| Selected excerpt |
|---|
I want to replace my Greddy intake filter with a K&N intake filter and the location where I want to put it requires it to be a small filter. I am trying to figure out just how small I can go without introducing a restriction into the system. K&N provides this formula for figuring out the required filter area

A=(CID * RPM)/20839.

Now my question is with the CID. I've read Rotary God's post on the true CID of a 1.3L rotary engine being 2.6L. In case anyone hasn't read it, its basically because we have 3 rotor faces so 1.3L *3 =3.9L, but then the rotary engine is a 6 stroke engine instead of a 4 stroke, so 3.9L *4/6 = 2.6L.

But I was thinking about that and that doesn't quiet make sense to me.
-A piston engine makes 1 intake stroke for 1 revolution of the crank shaft.
-The displacement on a piston engine is the volume swept by all of the cylinders of one bank. So on a 4 cyl, the volume swept by two pistons determines the CID.


-A rotary engine makes 1 intake stroke for 1 revolution of the eccentric shaft, just like a piston engine does
-The displacement of a rotary motor is determined by the volume swept by one face of each rotor.
|---|
| Data section |
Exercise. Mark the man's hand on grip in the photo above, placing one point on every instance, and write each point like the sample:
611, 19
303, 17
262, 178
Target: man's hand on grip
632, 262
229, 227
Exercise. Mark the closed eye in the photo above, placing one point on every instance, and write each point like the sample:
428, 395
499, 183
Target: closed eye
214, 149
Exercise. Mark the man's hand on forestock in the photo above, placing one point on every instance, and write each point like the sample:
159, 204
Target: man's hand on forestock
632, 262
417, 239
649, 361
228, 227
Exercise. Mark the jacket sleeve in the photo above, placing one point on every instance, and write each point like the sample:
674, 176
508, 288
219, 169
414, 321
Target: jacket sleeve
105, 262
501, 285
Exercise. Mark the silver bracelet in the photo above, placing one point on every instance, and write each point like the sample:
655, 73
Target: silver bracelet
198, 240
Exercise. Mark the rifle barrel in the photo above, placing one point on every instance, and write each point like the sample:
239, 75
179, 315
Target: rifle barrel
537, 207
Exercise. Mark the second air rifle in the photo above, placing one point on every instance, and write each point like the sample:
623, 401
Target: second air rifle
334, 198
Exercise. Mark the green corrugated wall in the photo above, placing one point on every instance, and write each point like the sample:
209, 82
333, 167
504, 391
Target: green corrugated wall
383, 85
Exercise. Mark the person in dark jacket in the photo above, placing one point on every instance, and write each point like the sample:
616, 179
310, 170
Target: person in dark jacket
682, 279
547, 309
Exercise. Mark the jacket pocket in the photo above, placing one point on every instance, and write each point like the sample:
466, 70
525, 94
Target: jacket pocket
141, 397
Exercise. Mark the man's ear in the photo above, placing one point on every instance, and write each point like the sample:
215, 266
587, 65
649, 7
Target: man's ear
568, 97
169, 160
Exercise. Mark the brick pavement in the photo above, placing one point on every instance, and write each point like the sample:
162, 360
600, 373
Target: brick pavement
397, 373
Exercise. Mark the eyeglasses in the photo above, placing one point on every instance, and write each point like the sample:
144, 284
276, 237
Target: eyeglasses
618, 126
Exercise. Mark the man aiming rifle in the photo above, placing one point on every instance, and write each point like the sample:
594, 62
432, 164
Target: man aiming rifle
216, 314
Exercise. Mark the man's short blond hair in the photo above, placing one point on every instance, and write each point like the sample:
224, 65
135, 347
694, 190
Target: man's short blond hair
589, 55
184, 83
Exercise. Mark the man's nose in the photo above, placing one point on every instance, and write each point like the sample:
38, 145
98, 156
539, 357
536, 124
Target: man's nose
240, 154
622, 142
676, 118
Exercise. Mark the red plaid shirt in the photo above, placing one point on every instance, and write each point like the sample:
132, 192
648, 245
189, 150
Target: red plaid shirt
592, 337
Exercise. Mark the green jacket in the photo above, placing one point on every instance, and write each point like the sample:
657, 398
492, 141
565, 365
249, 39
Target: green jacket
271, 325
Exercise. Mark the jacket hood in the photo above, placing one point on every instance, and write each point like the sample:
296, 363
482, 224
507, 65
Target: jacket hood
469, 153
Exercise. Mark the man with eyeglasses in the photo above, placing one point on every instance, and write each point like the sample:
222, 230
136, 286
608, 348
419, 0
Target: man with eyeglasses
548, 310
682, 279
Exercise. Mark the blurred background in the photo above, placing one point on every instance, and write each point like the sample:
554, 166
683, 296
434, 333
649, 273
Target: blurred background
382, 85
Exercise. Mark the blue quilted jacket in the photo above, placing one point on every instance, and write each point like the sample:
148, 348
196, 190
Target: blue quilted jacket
|---|
| Problems and tasks |
1. Do these statements agree with the intake filter post? Answer yes or no for each, and quote the deciding words of the post.
(a) K&N's formula divides the product of CID and RPM by 20839.
(b) The poster wants to replace a K&N intake filter with a Greddy one.
(c) The post says a piston engine makes one intake stroke for every two revolutions of the crankshaft.
2. According to the intake filter post, whose post said that the true CID of a 1.3L rotary engine is 2.6L?
3. Extract the stretch of the intake filter post from "Now my question" through "sense to me.".

| Exercise solutions |
1.
(a) Yes: "A=(CID * RPM)/20839."
(b) No: "I want to replace my Greddy intake filter with a K&N intake filter"
(c) No: "A piston engine makes 1 intake stroke for 1 revolution of the crank shaft."

2. Rotary God's post.

3.
Now my question is with the CID. I've read Rotary God's post on the true CID of a 1.3L rotary engine being 2.6L. In case anyone hasn't read it, its basically because we have 3 rotor faces so 1.3L *3 =3.9L, but then the rotary engine is a 6 stroke engine instead of a 4 stroke, so 3.9L *4/6 = 2.6L.

But I was thinking about that and that doesn't quiet make sense to me.